> _WRITTEN REQUEST 1_:
In the interview about Form Lifting, how often is data collected?
> _WRITTEN REQUEST 2_:
From the Form Lifting interview, copy everything from "S: One side" down to "Lifting’s user experience?".

S: One side of Form is about performance. If you are a NFL level athlete, Form can track your performance and fine-tune your training regimen towards specific goals. The other side of Form is towards safety. There’s a form of training where you keep a constant speed on your lifts, and as soon as you go below that you can drop the weight and keep lifting. By doing things like this, you can see where Form is breaking metrics down before injuries happen. Then you can either stop lifting or reduce the weight to prevent them. It helps beginner athletes and leads to engagement of people in the weightlifting community, which is something that is extremely beneficial health-wise that many people feel intimidated by.

K: Can you walk us through Form Lifting’s user experience?

S: We collect data at 200 times a second and that data is sent in real time to your phone. Depending on what lift you’re doing, there’s different key metrics that are important to a successful lift. The key metrics you have selected will tell you the value of that metric numerically. We have mapped those numbers to red and green, but you can also just focus on improving those numbers. A good use of that is doing five lifts, seeing your baseline, and doing drills to improve one aspect of your lift. Then at the end, you do five more of that lift and see if you’ve improved. So it’s measuring to get better. The raw output is a graph of the force you applied throughout the whole lift. From that, we take those key metrics that are tailored for those who aren’t used to the product. For advanced users, if you look at the raw data you can see a wealth of other information that wouldn’t show up in the key metrics.

> _DATA EXTRACT_:
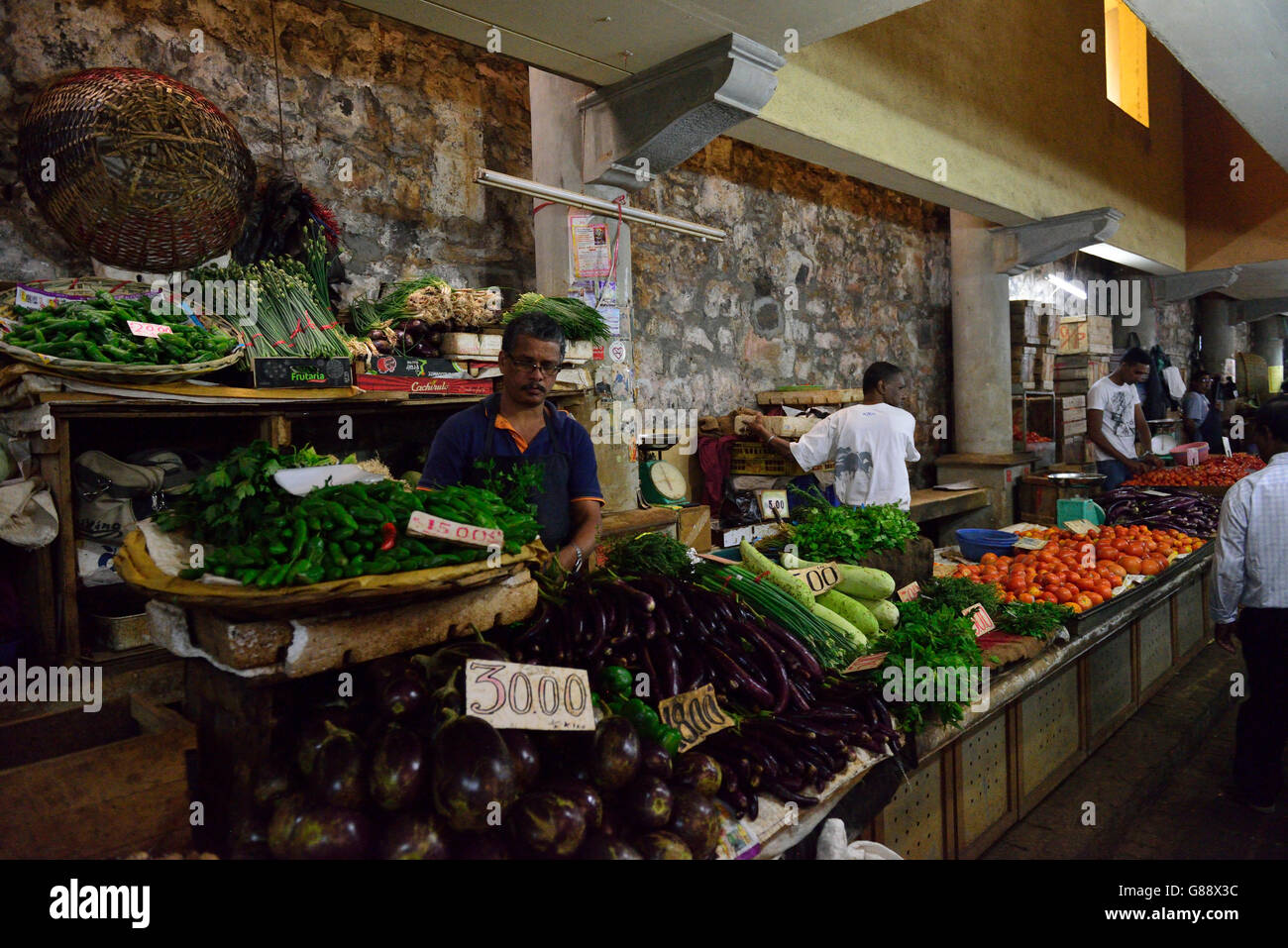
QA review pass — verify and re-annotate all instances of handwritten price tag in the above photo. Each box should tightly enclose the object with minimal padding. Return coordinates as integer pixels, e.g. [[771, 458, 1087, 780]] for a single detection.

> _RESULT 1_:
200 times a second.

> _RESULT 2_:
S: One side of Form is about performance. If you are a NFL level athlete, Form can track your performance and fine-tune your training regimen towards specific goals. The other side of Form is towards safety. There’s a form of training where you keep a constant speed on your lifts, and as soon as you go below that you can drop the weight and keep lifting. By doing things like this, you can see where Form is breaking metrics down before injuries happen. Then you can either stop lifting or reduce the weight to prevent them. It helps beginner athletes and leads to engagement of people in the weightlifting community, which is something that is extremely beneficial health-wise that many people feel intimidated by.

K: Can you walk us through Form Lifting’s user experience?